_TASK REQUIREMENTS_: Reproduce all of the rows below word for word, leaving out the pictures.

_DATA SUPPLIED_:
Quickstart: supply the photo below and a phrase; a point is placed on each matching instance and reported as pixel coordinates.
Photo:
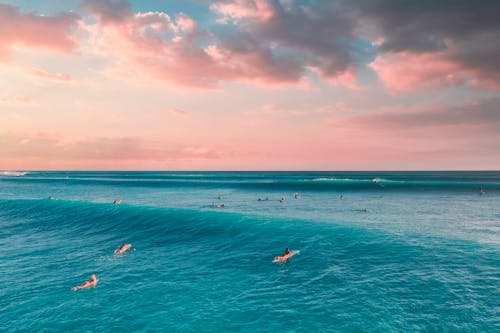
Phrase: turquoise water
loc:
(398, 252)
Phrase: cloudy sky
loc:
(250, 84)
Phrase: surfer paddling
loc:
(124, 247)
(92, 282)
(285, 256)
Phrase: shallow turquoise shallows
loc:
(379, 251)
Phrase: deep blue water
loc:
(424, 256)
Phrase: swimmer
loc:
(287, 252)
(124, 247)
(92, 282)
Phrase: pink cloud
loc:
(48, 32)
(178, 112)
(260, 10)
(408, 71)
(44, 151)
(47, 75)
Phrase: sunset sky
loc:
(249, 85)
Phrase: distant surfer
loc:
(286, 255)
(92, 282)
(123, 248)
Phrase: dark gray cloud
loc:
(280, 40)
(484, 113)
(109, 11)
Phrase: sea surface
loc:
(379, 251)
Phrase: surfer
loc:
(124, 247)
(92, 282)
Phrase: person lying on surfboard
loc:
(124, 247)
(92, 282)
(287, 254)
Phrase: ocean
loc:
(379, 251)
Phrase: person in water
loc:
(124, 247)
(92, 282)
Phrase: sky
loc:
(250, 85)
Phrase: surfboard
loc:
(286, 257)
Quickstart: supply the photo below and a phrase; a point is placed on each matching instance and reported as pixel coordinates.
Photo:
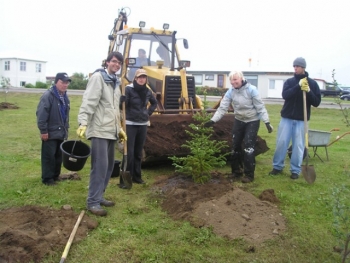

_OUTPUT BELOW_:
Quickstart: supply the photo below and a phrase; a point is placed on each matching instance and reported as pixel coordinates.
Photo:
Phrase: turquoise water
loc:
(398, 252)
Phrase: cloudy sky
loc:
(250, 84)
Phrase: surfer paddling
loc:
(124, 247)
(92, 282)
(285, 256)
Phrase: shallow turquoise shallows
loc:
(379, 251)
Phrase: deep blue water
loc:
(424, 256)
Phrase: swimmer
loc:
(287, 252)
(124, 247)
(92, 282)
Phrase: pink cloud
loc:
(48, 32)
(178, 112)
(260, 10)
(408, 71)
(44, 151)
(47, 75)
Phrase: sunset sky
loc:
(249, 85)
Phrase: distant surfer
loc:
(286, 255)
(92, 282)
(123, 248)
Phrase: dark gray cloud
loc:
(280, 40)
(484, 113)
(109, 11)
Phrase: sea surface
loc:
(379, 251)
Phrase: surfer
loc:
(124, 247)
(92, 282)
Phrase: person lying on surfboard
loc:
(124, 247)
(92, 282)
(287, 254)
Phrase: ocean
loc:
(379, 251)
Phrase: person in water
loc:
(124, 247)
(92, 282)
Phrase: sky
loc:
(250, 85)
Phrase: surfboard
loc:
(286, 257)
Quickstart: supply the photo below and a phrase; a point is placed on each matching instance and reported as pixel coordinates.
Photo:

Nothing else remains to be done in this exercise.